Dataset extract START

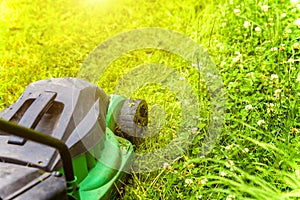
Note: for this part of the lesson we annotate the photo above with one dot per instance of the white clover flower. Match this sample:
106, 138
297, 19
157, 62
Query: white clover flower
274, 77
288, 31
223, 63
277, 93
238, 58
257, 29
295, 1
283, 15
295, 130
188, 181
274, 49
271, 107
297, 172
265, 8
249, 107
166, 165
229, 147
297, 22
261, 122
203, 181
296, 46
237, 11
222, 173
245, 150
247, 24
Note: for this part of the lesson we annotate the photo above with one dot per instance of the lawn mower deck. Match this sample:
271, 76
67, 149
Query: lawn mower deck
76, 114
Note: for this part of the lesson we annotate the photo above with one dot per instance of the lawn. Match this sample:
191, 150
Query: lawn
255, 46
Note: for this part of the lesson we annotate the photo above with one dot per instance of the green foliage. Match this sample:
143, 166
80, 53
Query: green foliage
256, 49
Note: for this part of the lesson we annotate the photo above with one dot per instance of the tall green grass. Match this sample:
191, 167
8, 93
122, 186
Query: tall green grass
256, 49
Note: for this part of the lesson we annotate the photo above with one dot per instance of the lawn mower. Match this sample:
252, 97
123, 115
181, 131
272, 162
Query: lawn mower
65, 138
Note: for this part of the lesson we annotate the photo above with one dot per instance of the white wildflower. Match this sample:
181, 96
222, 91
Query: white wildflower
271, 108
274, 49
257, 29
238, 58
229, 147
297, 22
295, 130
230, 197
223, 63
222, 173
288, 31
203, 181
294, 2
283, 15
166, 165
274, 77
297, 172
261, 122
277, 93
249, 107
247, 24
296, 46
237, 11
245, 150
188, 181
265, 8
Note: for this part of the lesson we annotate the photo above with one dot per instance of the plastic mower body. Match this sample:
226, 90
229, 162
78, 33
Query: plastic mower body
58, 141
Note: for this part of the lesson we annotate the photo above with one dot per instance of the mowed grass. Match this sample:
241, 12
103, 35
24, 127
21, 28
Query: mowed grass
255, 46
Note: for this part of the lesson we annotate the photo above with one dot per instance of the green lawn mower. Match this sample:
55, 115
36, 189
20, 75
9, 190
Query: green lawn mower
66, 139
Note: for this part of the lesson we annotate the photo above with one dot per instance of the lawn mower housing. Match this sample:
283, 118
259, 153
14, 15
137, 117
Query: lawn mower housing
80, 116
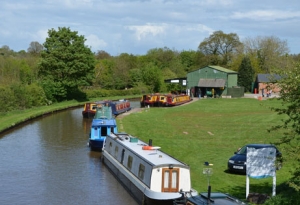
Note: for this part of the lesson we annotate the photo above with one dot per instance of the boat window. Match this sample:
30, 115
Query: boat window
116, 151
103, 131
141, 171
122, 157
170, 180
129, 162
110, 146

Dataset extract END

Print every entry above verbatim but drop the images.

▶ _Solution to the problem_
Note: for this part of the lesson we annotate the photo above with one dot per instance of the white clover flower. Match this sample:
106, 138
297, 19
157, 62
Query: white clover flower
274, 77
288, 31
223, 63
277, 93
238, 58
257, 29
295, 1
283, 15
295, 130
188, 181
274, 49
271, 107
297, 172
265, 8
249, 107
166, 165
229, 147
297, 22
261, 122
203, 181
296, 46
237, 11
222, 173
245, 150
247, 24
Note: for this part of the lesson we annotate the photo above with one dot per instance of the lawn mower deck. Match this sample:
271, 76
67, 149
Query: lawn mower deck
76, 114
Note: for this part of the lesson we annotate the photo above with one dot per instance of the lawn. Match this sample:
191, 150
Query: lawn
255, 46
Note: for this part of the lesson we annotate the photo above with one dot per instance of the green foliage. Match this sample:
143, 166
80, 53
Query: green foliage
256, 49
Note: for this part of the lesson we annotate the photo above with one dot per instance of the tall green grass. Match this sample:
191, 167
8, 93
122, 186
Query: tall green grass
256, 49
Note: for this part of the lesson we annotate the photo above with one dot per instance of the lawn mower. Match this sample:
252, 97
123, 115
181, 131
272, 162
Query: lawn mower
65, 138
Note: for this part of the lesson we annotate the photo above with one dot per instance of the white wildflower. Match this sample:
181, 96
222, 91
Query: white wildflower
271, 108
274, 49
257, 29
238, 58
229, 147
297, 22
295, 130
230, 197
223, 63
222, 173
288, 31
203, 181
294, 2
283, 15
166, 165
274, 77
297, 172
261, 122
277, 93
249, 107
247, 24
296, 46
237, 11
245, 150
188, 181
265, 8
Note: for this part of the lesson we annotate the photo above with one dot per instance of the plastic mower body. Match this sample:
226, 90
229, 162
78, 33
Query: plastic mower body
58, 141
Note: for this part of the lesson we annotate the photo above with one dot per instance of the mowed grass. Match this sample:
241, 12
103, 35
24, 127
21, 28
Query: mowed grass
255, 46
Note: for this part of the lesson we annotate the photo above with one dot per instance of the green lawn mower. Match this sample:
55, 115
36, 189
20, 75
9, 190
Query: green lawn mower
66, 139
Note: for this part of the lesson we annotate the photo above with one dot per instance of the lawn mower housing. Match this sample:
283, 118
259, 153
14, 15
137, 117
Query: lawn mower housing
80, 116
Note: for this part of the lesson we annotate the photo above with one dot per instance of the boat window. Match this sample:
30, 115
Query: boat window
116, 151
103, 131
141, 171
122, 157
170, 180
129, 162
110, 146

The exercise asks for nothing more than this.